### What you will do
In the text on saving and exporting models, which save_method value is used for the smallest merged model?

### Document text
* START *

Saving and Exporting Models

# Save LoRA adapter only (small, ~100MB)
model.save_pretrained("my-lora-adapter")
tokenizer.save_pretrained("my-lora-adapter")

# Save merged 16-bit model (large, requires 2x VRAM temporarily)
model.save_pretrained_merged(
    "my-merged-model",
    tokenizer,
    save_method="merged_16bit",
)

# Save merged 4-bit quantized model (smallest)
model.save_pretrained_merged(
    "my-merged-4bit",
    tokenizer,
    save_method="merged_4bit_forced",
)

# Export to GGUF for Ollama/llama.cpp
model.save_pretrained_gguf(
    "my-gguf-model",
    tokenizer,
    quantization_method="q4_k_m",  # q4_k_m | q8_0 | f16 | q5_k_m
)

# Push to HuggingFace Hub
model.push_to_hub("username/my-lora-adapter", token="hf_...")
model.push_to_hub_merged(
    "username/my-merged-model",
    tokenizer,
    save_method="merged_16bit",
    token="hf_...",
)
model.push_to_hub_gguf(
    "username/my-gguf-model",
    tokenizer,
    quantization_method="q4_k_m",
    token="hf_...",
)

Common Workflows

Workflow 1: Fine-Tune on Custom Instruction Dataset

from unsloth import FastLanguageModel
from unsloth.chat_templates import get_chat_template
from trl import SFTTrainer
from transformers import TrainingArguments
from datasets import Dataset
import pandas as pd

# 1. Load model
model, tokenizer = FastLanguageModel.from_pretrained(
    "unsloth/Qwen2.5-7B-Instruct", max_seq_length=2048, load_in_4bit=True
)
model = FastLanguageModel.get_peft_model(
    model, r=16, target_modules=["q_proj","k_proj","v_proj","o_proj",
                                  "gate_proj","up_proj","down_proj"],
    lora_alpha=16, lora_dropout=0, bias="none",
    use_gradient_checkpointing="unsloth",
)

* END *

### Entries
* START *

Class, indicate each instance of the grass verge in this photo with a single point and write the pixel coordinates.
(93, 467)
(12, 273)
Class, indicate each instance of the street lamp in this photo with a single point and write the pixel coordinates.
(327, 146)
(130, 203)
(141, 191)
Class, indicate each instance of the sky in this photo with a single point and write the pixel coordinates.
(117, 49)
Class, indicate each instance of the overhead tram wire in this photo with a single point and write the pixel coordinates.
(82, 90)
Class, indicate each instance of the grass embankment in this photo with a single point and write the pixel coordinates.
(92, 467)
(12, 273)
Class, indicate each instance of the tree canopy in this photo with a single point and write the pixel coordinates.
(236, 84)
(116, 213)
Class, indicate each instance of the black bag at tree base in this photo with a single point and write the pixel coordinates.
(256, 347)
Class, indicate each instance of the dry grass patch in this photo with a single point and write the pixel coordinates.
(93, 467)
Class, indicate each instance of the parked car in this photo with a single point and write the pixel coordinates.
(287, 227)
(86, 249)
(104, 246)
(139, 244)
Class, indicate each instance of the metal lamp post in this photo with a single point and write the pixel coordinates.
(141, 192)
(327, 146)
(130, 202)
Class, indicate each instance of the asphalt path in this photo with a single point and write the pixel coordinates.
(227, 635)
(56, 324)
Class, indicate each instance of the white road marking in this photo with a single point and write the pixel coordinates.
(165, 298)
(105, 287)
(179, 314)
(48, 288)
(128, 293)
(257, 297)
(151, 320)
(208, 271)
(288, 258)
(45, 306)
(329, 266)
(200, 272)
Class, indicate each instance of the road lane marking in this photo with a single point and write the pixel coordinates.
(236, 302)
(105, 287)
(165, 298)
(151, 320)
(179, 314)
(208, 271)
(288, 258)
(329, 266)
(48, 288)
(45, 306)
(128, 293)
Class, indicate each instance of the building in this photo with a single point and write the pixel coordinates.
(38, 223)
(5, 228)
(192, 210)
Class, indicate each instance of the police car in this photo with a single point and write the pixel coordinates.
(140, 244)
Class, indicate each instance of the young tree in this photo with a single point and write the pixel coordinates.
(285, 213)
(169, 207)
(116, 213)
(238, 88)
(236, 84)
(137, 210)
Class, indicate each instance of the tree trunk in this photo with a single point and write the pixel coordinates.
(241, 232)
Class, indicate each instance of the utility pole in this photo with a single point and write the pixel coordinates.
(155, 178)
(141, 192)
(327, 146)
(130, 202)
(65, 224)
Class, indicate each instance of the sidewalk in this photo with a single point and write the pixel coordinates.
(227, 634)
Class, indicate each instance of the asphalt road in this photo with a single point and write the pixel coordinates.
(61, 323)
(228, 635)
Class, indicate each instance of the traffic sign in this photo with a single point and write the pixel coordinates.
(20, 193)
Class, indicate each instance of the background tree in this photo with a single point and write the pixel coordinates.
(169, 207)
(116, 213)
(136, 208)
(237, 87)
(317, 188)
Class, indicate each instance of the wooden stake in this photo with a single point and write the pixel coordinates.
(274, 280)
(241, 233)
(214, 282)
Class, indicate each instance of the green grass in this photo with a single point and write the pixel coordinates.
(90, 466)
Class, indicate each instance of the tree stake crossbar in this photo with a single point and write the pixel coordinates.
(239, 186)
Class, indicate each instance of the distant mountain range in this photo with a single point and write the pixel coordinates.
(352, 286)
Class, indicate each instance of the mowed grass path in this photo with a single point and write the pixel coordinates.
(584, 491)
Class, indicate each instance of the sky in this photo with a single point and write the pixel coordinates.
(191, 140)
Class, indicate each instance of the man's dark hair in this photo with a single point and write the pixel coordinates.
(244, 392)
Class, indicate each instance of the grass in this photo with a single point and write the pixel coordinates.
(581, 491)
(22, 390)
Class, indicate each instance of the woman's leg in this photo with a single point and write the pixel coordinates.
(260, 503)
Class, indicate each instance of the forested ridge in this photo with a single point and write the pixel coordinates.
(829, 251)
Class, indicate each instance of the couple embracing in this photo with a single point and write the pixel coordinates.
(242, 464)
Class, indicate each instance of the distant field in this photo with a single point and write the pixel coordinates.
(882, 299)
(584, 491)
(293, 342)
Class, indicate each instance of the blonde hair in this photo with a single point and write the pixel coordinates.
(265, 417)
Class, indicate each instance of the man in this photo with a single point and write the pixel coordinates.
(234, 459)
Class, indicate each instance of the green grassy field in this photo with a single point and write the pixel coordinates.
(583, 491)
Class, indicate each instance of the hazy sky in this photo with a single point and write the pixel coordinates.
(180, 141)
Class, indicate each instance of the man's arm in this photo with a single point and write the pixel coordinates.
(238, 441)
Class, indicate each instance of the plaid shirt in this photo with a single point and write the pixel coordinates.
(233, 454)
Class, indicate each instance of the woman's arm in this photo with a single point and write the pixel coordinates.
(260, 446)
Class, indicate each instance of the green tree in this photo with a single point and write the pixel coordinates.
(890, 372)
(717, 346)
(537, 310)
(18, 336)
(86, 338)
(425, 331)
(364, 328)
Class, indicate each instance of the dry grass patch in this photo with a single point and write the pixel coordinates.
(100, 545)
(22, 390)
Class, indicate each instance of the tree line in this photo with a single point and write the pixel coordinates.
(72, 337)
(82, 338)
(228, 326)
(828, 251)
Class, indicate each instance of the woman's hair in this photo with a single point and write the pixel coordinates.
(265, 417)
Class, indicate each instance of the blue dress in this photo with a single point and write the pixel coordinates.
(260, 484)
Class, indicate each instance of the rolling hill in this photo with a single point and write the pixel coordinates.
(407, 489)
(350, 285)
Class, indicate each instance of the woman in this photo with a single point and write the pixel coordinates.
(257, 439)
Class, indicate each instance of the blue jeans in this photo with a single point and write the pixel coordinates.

* END *

### Written response
"merged_4bit_forced"